25 Sep 2011

Bola Lampu


Lantaran kamar saya yang gelap disebabkan jendelanya terhalang tembok tetangga, 24 jam lampu listrik di kamar saya terus menyala. Jika lampu listrik dimatikan, kamar saya menjadi demikian gelap dan terasa lebih pengap.

Saat tidur pun, lampu harus tetap menyala. Jika lampu mati, alamat saya tak akan bisa bangun pagi. Beberapa teman saya pernah terkecoh waktu ketika tidur di kamarku. Afris dan Ipang pernah terlelap hingga sore, demikian juga halnya dengan Andika. Suasana kamar saya yang lembut dan dingin meskipun tanpa AC membuat mereka, termasuk saya, suka terbuai suasana. Ini tentu tak bagus. Sirkulasi udara buruk, dan cahaya tak pernah masuk membuat kamar saya menjadi agak lembab justru di musim kemarau. Enak buat tidur, kata Kiting jika sesekali datang kemari. Apalagi kalau Jusuf An datang dimari, wah sungkan aku. Namun untung pula aku punya teman yang sama sekali tak peduli apa pun mengenai dunia ini jika sudah pegang Hp dan mendengar dangdut koplo. Yup, Si Fahmi itu.



Lembali ke masalah lampu listrik, Lampu menjadi vital dan mesti ada, sama halnya dengan air galon. Tanpa keduanya itu, kiamat kecil tengah menghadang saya.

Bola lampu bukanlah perkara sederhana bagi saya. Saya memerlukan lampu yang wattnya besar. Bola lampu putih menjadi pilihan final, karena katanya lebih hemat ketimbang bola lampu bulat. Saya percaya saja. Lampu ini selain membantu menerangi kamar siang-malam juga berguna untuk hal-hal lain, jika misalnya saya membaca. Minimal bola lampu di kamar harus 20 watt.

Kumpulan Data:
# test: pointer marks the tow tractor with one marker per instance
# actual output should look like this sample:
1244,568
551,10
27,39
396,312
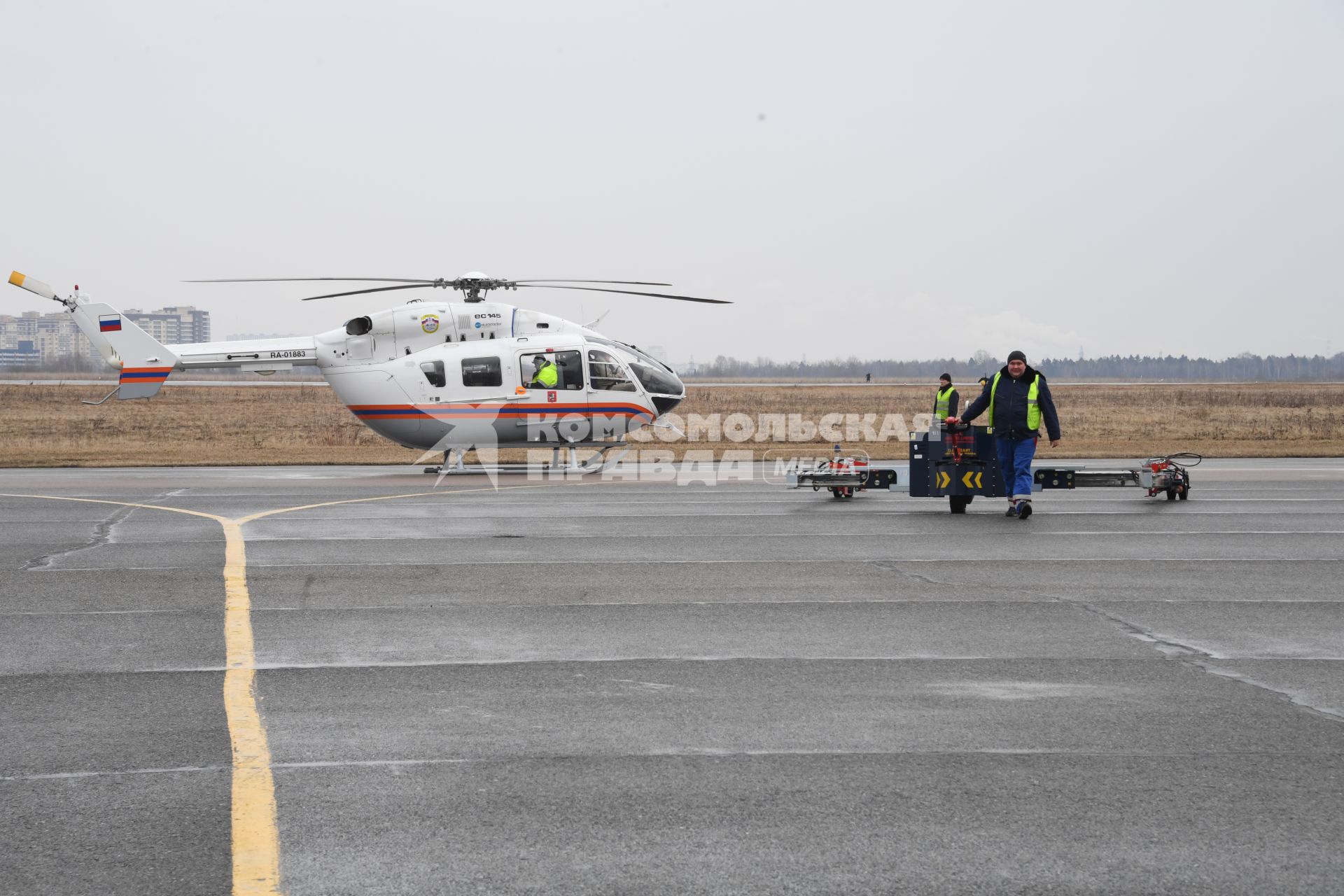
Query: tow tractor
961,463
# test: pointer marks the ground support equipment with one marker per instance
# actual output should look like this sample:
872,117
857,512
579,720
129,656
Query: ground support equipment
961,463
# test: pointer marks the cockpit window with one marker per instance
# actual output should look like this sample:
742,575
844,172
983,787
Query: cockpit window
482,371
553,370
608,374
435,374
643,356
655,379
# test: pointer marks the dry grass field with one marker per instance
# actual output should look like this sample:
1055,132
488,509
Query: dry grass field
48,426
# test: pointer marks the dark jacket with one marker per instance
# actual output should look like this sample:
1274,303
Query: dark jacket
1011,406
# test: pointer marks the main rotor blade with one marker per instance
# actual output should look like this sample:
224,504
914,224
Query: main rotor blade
553,280
625,292
296,280
377,289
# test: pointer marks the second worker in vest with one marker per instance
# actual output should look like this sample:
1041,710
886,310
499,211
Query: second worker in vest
546,374
946,399
1018,400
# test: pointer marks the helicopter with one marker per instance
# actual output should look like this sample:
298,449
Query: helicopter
430,375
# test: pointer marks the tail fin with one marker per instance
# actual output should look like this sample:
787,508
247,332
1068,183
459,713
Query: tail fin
143,360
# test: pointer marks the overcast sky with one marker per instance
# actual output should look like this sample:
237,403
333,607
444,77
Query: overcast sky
873,179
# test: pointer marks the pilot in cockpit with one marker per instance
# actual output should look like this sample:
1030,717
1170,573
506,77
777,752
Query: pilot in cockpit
546,374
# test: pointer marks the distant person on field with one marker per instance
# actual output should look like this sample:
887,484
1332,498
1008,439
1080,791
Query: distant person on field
1018,400
946,399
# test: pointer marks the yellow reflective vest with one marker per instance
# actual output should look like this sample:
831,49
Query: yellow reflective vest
1032,406
940,405
547,377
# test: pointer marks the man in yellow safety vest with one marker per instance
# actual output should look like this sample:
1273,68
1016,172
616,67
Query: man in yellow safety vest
946,399
1018,400
546,374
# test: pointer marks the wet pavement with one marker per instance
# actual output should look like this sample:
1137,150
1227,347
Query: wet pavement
575,687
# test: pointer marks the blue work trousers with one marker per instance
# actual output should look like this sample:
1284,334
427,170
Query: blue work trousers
1015,464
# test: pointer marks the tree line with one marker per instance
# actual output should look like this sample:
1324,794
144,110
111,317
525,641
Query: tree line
1242,368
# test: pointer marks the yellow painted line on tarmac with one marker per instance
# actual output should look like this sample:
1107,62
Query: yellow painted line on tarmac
255,839
255,836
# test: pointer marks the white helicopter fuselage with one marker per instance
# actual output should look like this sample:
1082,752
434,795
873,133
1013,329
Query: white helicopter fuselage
441,375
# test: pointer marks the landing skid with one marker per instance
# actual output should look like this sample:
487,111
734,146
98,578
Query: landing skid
454,465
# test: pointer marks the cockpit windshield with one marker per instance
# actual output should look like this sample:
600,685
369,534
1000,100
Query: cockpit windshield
654,375
655,379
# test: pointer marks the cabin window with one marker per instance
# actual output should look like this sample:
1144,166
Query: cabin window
569,370
435,374
482,371
606,372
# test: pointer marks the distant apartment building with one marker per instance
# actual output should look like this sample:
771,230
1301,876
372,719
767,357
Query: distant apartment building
48,340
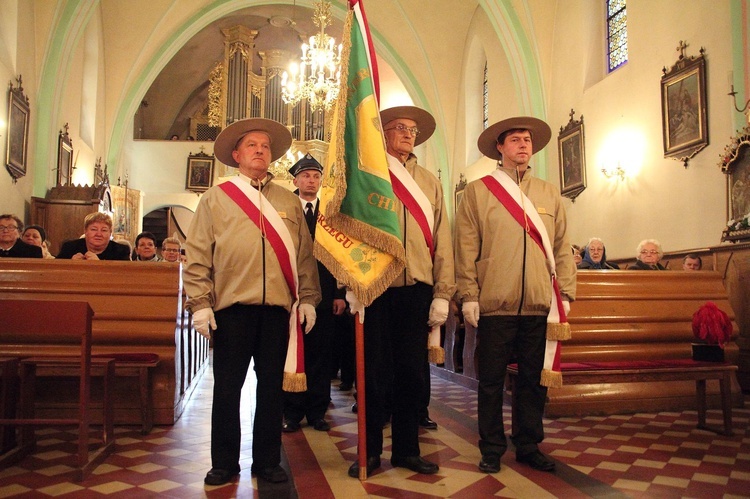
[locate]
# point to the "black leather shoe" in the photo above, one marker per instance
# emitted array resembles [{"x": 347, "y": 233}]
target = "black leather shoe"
[
  {"x": 417, "y": 464},
  {"x": 321, "y": 425},
  {"x": 489, "y": 464},
  {"x": 427, "y": 423},
  {"x": 273, "y": 474},
  {"x": 218, "y": 476},
  {"x": 373, "y": 463},
  {"x": 289, "y": 426},
  {"x": 537, "y": 460}
]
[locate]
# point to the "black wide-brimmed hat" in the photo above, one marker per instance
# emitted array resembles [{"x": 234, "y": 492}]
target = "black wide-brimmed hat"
[
  {"x": 540, "y": 134},
  {"x": 424, "y": 120},
  {"x": 306, "y": 163},
  {"x": 281, "y": 138}
]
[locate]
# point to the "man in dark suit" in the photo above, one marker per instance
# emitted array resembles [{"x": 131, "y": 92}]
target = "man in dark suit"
[
  {"x": 10, "y": 243},
  {"x": 313, "y": 403}
]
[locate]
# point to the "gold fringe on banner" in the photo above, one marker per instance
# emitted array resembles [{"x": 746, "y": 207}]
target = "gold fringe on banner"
[
  {"x": 551, "y": 379},
  {"x": 436, "y": 355},
  {"x": 294, "y": 382}
]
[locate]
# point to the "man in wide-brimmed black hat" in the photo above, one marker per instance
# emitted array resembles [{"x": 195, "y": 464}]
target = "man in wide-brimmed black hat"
[
  {"x": 511, "y": 245},
  {"x": 312, "y": 404},
  {"x": 250, "y": 277}
]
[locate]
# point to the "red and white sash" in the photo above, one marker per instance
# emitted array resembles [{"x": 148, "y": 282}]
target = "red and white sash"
[
  {"x": 411, "y": 195},
  {"x": 514, "y": 200},
  {"x": 260, "y": 211}
]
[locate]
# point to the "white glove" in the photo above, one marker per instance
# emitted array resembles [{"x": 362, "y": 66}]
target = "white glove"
[
  {"x": 566, "y": 307},
  {"x": 470, "y": 309},
  {"x": 438, "y": 312},
  {"x": 355, "y": 305},
  {"x": 204, "y": 322},
  {"x": 307, "y": 316}
]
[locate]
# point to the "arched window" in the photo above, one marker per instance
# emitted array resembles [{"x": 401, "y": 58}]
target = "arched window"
[
  {"x": 485, "y": 99},
  {"x": 617, "y": 33}
]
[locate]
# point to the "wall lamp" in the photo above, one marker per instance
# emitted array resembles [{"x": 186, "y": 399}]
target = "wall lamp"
[{"x": 614, "y": 172}]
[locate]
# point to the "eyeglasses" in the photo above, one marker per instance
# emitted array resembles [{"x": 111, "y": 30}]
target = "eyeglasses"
[{"x": 403, "y": 128}]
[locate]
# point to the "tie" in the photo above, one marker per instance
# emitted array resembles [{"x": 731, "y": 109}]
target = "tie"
[{"x": 310, "y": 217}]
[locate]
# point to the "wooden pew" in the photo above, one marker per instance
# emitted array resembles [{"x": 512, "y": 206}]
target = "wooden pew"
[
  {"x": 68, "y": 323},
  {"x": 625, "y": 316},
  {"x": 138, "y": 308}
]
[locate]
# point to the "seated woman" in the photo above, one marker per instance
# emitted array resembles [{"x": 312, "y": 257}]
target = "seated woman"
[
  {"x": 96, "y": 243},
  {"x": 648, "y": 255},
  {"x": 595, "y": 257},
  {"x": 35, "y": 235},
  {"x": 577, "y": 254},
  {"x": 11, "y": 245}
]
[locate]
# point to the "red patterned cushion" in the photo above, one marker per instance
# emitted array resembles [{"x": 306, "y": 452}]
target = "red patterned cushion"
[{"x": 124, "y": 358}]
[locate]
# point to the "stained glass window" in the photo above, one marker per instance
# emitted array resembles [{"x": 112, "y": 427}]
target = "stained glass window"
[
  {"x": 617, "y": 33},
  {"x": 485, "y": 100}
]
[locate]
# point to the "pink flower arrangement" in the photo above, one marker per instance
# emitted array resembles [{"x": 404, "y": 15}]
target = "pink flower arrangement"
[{"x": 712, "y": 325}]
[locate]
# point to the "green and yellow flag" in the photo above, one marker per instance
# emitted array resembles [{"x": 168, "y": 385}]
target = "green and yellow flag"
[{"x": 357, "y": 236}]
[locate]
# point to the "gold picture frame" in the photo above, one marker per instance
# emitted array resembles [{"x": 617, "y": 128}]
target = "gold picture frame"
[
  {"x": 572, "y": 158},
  {"x": 64, "y": 157},
  {"x": 684, "y": 107},
  {"x": 200, "y": 172},
  {"x": 18, "y": 131}
]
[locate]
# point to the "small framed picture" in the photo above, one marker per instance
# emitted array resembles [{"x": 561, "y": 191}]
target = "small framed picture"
[
  {"x": 572, "y": 157},
  {"x": 684, "y": 107},
  {"x": 64, "y": 157},
  {"x": 200, "y": 172},
  {"x": 18, "y": 131}
]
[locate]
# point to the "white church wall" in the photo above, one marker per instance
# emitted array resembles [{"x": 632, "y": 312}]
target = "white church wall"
[{"x": 682, "y": 207}]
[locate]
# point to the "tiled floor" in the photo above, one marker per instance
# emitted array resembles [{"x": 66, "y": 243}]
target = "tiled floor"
[{"x": 642, "y": 455}]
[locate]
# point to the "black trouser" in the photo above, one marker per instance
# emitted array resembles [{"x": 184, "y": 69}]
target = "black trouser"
[
  {"x": 498, "y": 337},
  {"x": 313, "y": 403},
  {"x": 395, "y": 355},
  {"x": 246, "y": 332},
  {"x": 343, "y": 348}
]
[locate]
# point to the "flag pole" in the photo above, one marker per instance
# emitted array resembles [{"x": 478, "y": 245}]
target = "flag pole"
[{"x": 359, "y": 340}]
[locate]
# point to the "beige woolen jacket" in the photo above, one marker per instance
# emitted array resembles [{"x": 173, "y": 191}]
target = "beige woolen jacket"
[
  {"x": 498, "y": 264},
  {"x": 419, "y": 265},
  {"x": 229, "y": 262}
]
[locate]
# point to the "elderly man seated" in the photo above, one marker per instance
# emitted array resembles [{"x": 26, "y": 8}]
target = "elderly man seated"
[
  {"x": 648, "y": 253},
  {"x": 96, "y": 243}
]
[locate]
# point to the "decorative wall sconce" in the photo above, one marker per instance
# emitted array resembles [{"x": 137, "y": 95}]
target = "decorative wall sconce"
[
  {"x": 614, "y": 172},
  {"x": 745, "y": 109}
]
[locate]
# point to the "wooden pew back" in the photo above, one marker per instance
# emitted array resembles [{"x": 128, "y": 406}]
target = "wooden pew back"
[
  {"x": 138, "y": 307},
  {"x": 627, "y": 316}
]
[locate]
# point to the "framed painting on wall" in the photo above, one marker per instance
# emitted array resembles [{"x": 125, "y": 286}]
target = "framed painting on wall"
[
  {"x": 572, "y": 158},
  {"x": 684, "y": 110},
  {"x": 18, "y": 131},
  {"x": 64, "y": 157},
  {"x": 200, "y": 172}
]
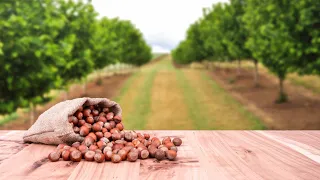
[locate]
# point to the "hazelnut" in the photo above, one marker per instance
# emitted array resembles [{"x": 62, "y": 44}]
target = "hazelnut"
[
  {"x": 84, "y": 131},
  {"x": 159, "y": 154},
  {"x": 79, "y": 115},
  {"x": 76, "y": 129},
  {"x": 115, "y": 158},
  {"x": 117, "y": 119},
  {"x": 96, "y": 127},
  {"x": 107, "y": 125},
  {"x": 128, "y": 136},
  {"x": 144, "y": 154},
  {"x": 81, "y": 122},
  {"x": 169, "y": 145},
  {"x": 60, "y": 146},
  {"x": 90, "y": 120},
  {"x": 76, "y": 156},
  {"x": 107, "y": 135},
  {"x": 99, "y": 134},
  {"x": 177, "y": 141},
  {"x": 99, "y": 157},
  {"x": 88, "y": 156},
  {"x": 112, "y": 124},
  {"x": 152, "y": 151},
  {"x": 109, "y": 116},
  {"x": 104, "y": 130},
  {"x": 123, "y": 154},
  {"x": 54, "y": 156},
  {"x": 88, "y": 141},
  {"x": 93, "y": 135},
  {"x": 66, "y": 155},
  {"x": 166, "y": 140},
  {"x": 108, "y": 155},
  {"x": 105, "y": 110},
  {"x": 132, "y": 156},
  {"x": 171, "y": 154},
  {"x": 146, "y": 136},
  {"x": 101, "y": 145},
  {"x": 87, "y": 112},
  {"x": 174, "y": 148},
  {"x": 102, "y": 119},
  {"x": 120, "y": 126},
  {"x": 116, "y": 136}
]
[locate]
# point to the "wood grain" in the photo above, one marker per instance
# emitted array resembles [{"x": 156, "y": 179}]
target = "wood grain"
[{"x": 203, "y": 155}]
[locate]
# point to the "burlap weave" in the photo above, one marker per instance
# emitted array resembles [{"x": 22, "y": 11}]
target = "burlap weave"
[{"x": 52, "y": 126}]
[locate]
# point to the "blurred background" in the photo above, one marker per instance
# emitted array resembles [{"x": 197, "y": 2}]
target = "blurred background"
[{"x": 238, "y": 64}]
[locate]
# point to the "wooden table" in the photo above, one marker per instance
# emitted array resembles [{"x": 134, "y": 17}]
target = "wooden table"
[{"x": 203, "y": 155}]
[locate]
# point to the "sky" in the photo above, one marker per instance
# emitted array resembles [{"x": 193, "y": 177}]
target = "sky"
[{"x": 162, "y": 22}]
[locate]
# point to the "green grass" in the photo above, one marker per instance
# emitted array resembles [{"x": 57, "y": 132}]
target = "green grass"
[
  {"x": 255, "y": 121},
  {"x": 8, "y": 118},
  {"x": 142, "y": 103}
]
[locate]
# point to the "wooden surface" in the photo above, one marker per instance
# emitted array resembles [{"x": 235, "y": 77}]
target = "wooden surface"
[{"x": 203, "y": 155}]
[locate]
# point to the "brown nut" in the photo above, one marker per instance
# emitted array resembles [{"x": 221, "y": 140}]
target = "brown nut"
[
  {"x": 159, "y": 155},
  {"x": 93, "y": 135},
  {"x": 166, "y": 140},
  {"x": 88, "y": 156},
  {"x": 177, "y": 141},
  {"x": 54, "y": 156},
  {"x": 146, "y": 136},
  {"x": 93, "y": 147},
  {"x": 107, "y": 135},
  {"x": 116, "y": 136},
  {"x": 152, "y": 151},
  {"x": 88, "y": 141},
  {"x": 99, "y": 157},
  {"x": 96, "y": 127},
  {"x": 76, "y": 156},
  {"x": 109, "y": 116},
  {"x": 76, "y": 129},
  {"x": 90, "y": 120},
  {"x": 169, "y": 145},
  {"x": 132, "y": 156},
  {"x": 144, "y": 154},
  {"x": 86, "y": 112},
  {"x": 171, "y": 154},
  {"x": 116, "y": 158},
  {"x": 120, "y": 126},
  {"x": 123, "y": 154},
  {"x": 108, "y": 155},
  {"x": 66, "y": 155},
  {"x": 112, "y": 124},
  {"x": 81, "y": 122},
  {"x": 117, "y": 119},
  {"x": 99, "y": 134},
  {"x": 84, "y": 131}
]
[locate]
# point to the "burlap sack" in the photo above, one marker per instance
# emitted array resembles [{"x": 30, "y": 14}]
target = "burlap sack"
[{"x": 52, "y": 126}]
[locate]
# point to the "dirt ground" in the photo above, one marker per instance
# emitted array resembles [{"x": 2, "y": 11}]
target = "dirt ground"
[
  {"x": 301, "y": 112},
  {"x": 109, "y": 88}
]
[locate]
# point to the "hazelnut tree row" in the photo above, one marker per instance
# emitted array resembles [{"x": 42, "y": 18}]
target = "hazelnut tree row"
[
  {"x": 282, "y": 35},
  {"x": 49, "y": 44}
]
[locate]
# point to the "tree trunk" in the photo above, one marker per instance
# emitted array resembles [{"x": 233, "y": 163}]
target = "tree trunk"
[
  {"x": 256, "y": 73},
  {"x": 239, "y": 67},
  {"x": 282, "y": 95}
]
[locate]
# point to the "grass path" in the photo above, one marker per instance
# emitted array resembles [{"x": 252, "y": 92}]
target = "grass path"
[{"x": 162, "y": 97}]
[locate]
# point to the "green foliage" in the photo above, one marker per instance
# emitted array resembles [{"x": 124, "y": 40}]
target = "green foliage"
[{"x": 46, "y": 44}]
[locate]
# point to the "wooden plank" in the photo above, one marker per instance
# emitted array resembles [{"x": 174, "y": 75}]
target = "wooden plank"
[
  {"x": 304, "y": 143},
  {"x": 252, "y": 154},
  {"x": 32, "y": 163},
  {"x": 186, "y": 165}
]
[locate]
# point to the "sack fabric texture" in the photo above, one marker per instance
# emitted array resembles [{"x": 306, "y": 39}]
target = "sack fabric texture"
[{"x": 52, "y": 126}]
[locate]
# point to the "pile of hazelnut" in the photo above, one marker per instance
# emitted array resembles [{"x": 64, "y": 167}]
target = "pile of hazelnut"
[{"x": 106, "y": 140}]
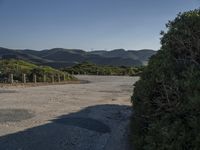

Permintaan: Teruskan tulisan tentang bola lampu di kamar yang gelap itu, mulai sesudah kalimat terakhirnya.

Jawaban:
Bola lampu putus amat menjengkelkan. Harga bola lampu tidaklah murah. Saya harus mencari lampu yang selain hemat listrik, dia juga harus tahan lama. Selain bola lampu kamar, saya juga bertanggung jawab untuk bola lampu dapur merangkap kamar mandi, lampu di ruang tengah, dan teras. Tiga lampu yang harus selalu diantisipasi. Untuk yang tiga ini kadang-kadang kami anak-anak kos cukup kerepotan, sehingga lebih sering menggantinya dengan bola lampu kecil dan murah.

Nah, beberapa waktu yang lalu lampu di kamar saya mati. Padahal bola lampu ini baru saya ganti beberapa bulan yang lalu. Sering memang, barang-barang yang kita butuhkan kehilangan fungsi di saat-saat yang kurang menguntungkan. Apa boleh buat, inilah resikonya mengkomsumsi barang-barang sejenis itu. ia membantu kita dalam banyak waktu, dan dibikin repot di lain waktu.

Saya membeli Philip yang konon terus terang, terang terus. Alasan lainnya, kata si penjual di selatan kos saya, dan isu yang saya dengan bola lampu ini lebih awet. Tapi tidak berlaku untuk kamar saya. Begitu bangun, saya menghadapi serangan kegelapan, celakanya saya sudah terbangun di siang hari, lantaran diam-diam lampu di kamar saya itu putus.

Sial. Pas tak punya uang pula. Seharuan saya bergelap-gelap dan memutar otak bagaimana caranya agar lampu di kamar kembali menyala. Tak cukup di situ, malamnya lampu teras kos ikut-ikutan putus tanpa sebab yang jelas. Jadilah dua bola lampu yang menghembuskan nafas terakhir.

 Saya ingat, kemarin ada yang baru ganti lampu, nanti malam akan saya pakai saja itu dulu, menjelang saya punya uang. Benarlah, malamnya saya meluncur ke lemahdadi mengambil bola lampu itu. paling tidak kamar saya aman dulu. Bola lampu itu tak terlalu terang, tapi cukuplah membuat senja di dalam kamar.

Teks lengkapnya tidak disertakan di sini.